Photo object pointing records
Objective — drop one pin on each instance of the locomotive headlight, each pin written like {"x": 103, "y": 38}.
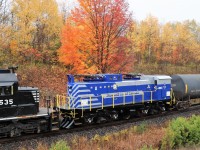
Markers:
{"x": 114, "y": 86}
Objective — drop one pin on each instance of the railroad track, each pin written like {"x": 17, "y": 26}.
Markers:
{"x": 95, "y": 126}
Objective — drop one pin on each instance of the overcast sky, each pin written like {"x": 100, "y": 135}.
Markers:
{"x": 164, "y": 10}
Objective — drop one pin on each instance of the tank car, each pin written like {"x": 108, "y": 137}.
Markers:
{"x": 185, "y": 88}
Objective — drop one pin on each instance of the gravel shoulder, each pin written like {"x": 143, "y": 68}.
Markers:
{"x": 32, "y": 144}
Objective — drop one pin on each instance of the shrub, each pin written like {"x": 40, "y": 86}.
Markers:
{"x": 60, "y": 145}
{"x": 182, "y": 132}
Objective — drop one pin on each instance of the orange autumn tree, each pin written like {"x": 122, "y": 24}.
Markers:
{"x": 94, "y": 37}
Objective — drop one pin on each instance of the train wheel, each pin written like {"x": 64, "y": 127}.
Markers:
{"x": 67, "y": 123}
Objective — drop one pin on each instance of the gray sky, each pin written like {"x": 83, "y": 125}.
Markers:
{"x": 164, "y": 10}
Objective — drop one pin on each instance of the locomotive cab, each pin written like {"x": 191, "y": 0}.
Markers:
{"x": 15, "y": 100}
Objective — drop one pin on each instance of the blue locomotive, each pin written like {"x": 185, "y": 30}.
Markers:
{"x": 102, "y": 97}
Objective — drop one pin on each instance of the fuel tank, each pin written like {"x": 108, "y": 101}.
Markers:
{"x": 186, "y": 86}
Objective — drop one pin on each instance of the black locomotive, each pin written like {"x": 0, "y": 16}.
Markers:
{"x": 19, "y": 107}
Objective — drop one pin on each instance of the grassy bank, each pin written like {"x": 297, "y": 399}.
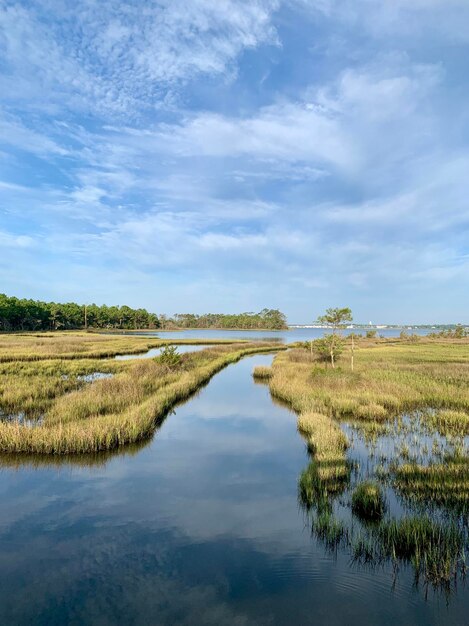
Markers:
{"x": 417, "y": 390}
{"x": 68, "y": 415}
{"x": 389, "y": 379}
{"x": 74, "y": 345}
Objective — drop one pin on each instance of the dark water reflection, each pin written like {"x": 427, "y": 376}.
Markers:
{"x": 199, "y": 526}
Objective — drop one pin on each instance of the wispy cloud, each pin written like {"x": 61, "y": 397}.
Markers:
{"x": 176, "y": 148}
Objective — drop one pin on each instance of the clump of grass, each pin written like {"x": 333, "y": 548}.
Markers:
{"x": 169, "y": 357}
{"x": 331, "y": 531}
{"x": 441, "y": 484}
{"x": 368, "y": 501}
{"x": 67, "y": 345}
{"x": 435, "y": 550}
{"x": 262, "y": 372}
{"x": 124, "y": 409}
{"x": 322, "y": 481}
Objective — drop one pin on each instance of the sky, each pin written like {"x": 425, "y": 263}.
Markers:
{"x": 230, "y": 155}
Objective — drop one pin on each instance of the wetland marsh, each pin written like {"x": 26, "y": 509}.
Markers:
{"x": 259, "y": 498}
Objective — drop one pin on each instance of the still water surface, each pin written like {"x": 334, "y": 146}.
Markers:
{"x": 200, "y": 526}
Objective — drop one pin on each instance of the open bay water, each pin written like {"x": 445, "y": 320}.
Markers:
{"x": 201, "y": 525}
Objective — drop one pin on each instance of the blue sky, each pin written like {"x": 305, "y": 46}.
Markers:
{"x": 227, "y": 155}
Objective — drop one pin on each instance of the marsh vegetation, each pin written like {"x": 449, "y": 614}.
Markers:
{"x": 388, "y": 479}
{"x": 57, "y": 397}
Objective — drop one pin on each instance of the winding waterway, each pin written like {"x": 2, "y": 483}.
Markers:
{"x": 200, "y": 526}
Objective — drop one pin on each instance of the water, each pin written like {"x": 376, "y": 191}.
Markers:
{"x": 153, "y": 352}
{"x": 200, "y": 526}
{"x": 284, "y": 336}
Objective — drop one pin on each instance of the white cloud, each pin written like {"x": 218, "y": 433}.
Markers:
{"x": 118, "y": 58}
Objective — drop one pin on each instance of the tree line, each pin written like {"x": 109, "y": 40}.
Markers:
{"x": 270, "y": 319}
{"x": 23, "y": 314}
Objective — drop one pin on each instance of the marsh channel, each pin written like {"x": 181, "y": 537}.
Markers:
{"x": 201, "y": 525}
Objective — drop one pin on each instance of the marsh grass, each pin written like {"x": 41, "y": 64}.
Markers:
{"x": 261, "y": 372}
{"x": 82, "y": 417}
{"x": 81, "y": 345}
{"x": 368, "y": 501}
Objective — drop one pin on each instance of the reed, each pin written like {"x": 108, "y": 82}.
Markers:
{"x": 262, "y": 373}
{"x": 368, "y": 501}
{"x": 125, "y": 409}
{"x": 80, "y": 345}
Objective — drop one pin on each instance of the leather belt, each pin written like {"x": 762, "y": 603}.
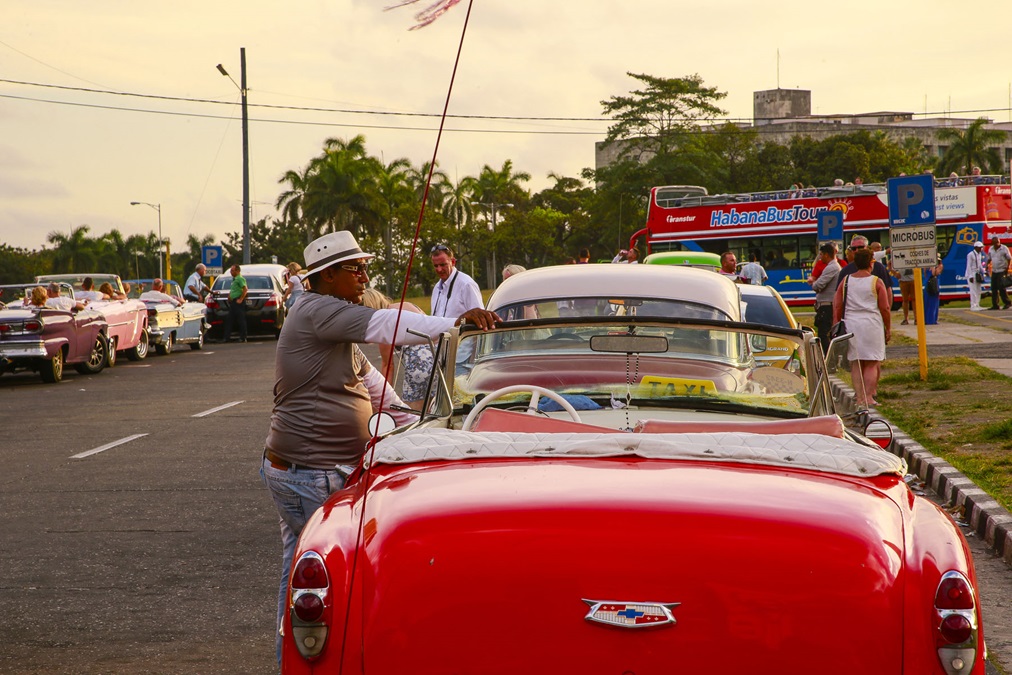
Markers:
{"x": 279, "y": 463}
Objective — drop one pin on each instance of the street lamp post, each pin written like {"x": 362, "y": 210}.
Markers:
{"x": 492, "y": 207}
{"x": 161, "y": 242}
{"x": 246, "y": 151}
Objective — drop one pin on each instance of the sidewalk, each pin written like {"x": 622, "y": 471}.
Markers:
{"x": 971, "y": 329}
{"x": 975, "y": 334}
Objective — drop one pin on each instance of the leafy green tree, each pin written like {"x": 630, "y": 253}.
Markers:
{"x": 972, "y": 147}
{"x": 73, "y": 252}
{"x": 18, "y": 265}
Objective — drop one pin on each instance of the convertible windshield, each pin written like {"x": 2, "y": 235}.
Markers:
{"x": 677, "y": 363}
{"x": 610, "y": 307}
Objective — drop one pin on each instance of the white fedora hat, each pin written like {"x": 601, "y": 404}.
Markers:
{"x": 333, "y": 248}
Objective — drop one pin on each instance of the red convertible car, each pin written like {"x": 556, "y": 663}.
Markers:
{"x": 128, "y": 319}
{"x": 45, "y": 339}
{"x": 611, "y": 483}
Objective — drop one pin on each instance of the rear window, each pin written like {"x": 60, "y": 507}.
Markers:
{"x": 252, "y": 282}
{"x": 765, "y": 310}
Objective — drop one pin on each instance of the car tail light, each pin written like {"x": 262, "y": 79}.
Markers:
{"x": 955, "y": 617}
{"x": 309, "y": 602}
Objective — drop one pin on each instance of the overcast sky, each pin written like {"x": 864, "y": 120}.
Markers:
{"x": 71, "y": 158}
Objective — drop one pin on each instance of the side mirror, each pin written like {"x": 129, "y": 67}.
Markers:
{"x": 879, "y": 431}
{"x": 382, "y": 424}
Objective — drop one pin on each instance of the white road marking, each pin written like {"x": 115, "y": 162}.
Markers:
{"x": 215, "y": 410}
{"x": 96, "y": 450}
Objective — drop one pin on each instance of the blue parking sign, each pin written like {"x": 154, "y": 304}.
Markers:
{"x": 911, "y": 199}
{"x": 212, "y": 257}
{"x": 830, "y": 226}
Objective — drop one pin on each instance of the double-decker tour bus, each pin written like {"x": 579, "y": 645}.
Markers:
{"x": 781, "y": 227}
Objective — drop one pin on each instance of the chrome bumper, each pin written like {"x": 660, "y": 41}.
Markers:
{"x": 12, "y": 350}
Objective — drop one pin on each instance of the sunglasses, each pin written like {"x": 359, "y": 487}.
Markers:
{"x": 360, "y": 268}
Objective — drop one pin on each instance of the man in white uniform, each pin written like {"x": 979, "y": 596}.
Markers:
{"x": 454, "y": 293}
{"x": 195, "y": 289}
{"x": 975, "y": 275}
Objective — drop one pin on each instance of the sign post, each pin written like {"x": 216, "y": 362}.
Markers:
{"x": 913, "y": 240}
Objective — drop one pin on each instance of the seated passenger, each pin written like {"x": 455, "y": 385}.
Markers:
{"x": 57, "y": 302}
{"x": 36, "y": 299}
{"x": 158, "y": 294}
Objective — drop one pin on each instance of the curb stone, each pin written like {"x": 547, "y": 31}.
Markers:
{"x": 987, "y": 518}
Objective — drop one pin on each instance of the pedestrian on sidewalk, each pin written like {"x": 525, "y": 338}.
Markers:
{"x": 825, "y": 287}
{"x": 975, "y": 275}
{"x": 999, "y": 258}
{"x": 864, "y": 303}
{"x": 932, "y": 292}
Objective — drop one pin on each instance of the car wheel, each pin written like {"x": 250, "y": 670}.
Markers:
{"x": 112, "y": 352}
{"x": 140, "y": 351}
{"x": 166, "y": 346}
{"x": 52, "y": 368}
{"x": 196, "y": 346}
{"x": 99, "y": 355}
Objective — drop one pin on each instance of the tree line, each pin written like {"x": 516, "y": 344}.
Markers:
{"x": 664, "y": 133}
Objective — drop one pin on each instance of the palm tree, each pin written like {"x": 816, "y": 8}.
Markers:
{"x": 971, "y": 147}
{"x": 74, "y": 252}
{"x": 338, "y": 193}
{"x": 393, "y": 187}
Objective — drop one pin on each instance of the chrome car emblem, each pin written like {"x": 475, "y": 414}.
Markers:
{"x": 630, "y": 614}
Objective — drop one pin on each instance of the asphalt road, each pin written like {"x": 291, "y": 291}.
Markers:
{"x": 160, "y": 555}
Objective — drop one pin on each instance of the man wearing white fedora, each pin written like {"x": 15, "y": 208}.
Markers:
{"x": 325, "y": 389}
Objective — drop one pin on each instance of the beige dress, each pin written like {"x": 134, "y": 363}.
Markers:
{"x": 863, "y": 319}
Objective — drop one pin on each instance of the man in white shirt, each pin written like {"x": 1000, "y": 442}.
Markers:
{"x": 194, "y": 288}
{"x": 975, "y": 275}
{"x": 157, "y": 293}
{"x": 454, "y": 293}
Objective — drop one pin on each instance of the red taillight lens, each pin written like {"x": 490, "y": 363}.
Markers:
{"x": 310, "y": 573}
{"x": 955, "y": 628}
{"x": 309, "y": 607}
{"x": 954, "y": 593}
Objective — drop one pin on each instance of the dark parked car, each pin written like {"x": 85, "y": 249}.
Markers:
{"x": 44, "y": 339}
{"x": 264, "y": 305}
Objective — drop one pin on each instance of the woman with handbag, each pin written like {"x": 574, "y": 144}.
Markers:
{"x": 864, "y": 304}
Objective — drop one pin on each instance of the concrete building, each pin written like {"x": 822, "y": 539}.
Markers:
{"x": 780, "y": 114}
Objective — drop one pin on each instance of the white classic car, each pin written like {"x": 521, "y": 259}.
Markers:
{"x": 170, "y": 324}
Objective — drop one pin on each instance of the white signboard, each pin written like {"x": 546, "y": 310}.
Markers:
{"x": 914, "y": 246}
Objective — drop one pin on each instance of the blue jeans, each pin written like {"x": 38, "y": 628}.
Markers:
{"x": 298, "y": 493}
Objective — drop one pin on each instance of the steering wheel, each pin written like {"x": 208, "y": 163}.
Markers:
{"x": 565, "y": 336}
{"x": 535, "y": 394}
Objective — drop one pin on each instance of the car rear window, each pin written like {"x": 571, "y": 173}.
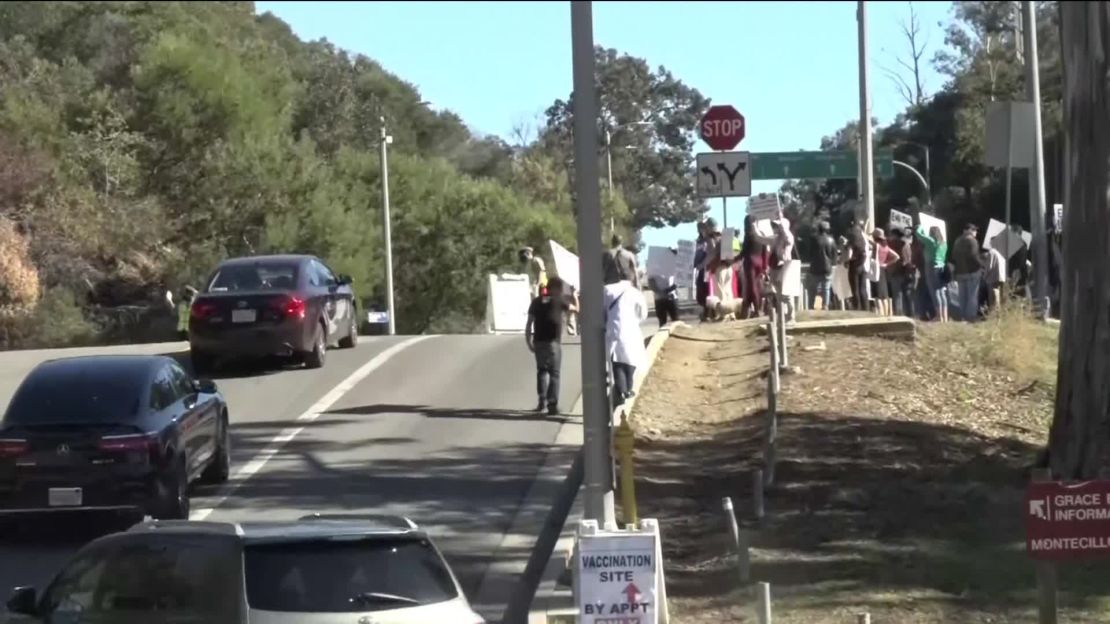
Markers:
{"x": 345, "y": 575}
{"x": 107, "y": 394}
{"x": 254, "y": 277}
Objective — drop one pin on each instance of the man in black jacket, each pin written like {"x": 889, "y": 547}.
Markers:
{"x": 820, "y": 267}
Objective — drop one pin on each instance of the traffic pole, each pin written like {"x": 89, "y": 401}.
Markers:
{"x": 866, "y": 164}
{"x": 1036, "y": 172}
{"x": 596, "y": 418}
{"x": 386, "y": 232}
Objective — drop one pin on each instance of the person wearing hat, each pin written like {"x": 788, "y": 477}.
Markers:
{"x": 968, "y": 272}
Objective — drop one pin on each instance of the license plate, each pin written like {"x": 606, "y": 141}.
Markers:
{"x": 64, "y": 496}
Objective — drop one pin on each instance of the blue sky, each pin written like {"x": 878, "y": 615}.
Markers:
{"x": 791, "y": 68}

■ **Stated problem**
Extract every line from the one containing "Objective — drop one pin on each instance of the person" to the end of the entries, including both of those lines, exactly as given and with nothing added.

■ **Complete output**
Objective — drop one pin on each instance of the person wearing hat, each pin written like {"x": 788, "y": 477}.
Markers:
{"x": 968, "y": 272}
Objective — drop one pin on each instance of the license plate, each pin written like {"x": 606, "y": 141}.
Markers:
{"x": 64, "y": 496}
Objective — drop one pin on each instance of the blue sky, each pin written like {"x": 878, "y": 615}.
Markers:
{"x": 791, "y": 68}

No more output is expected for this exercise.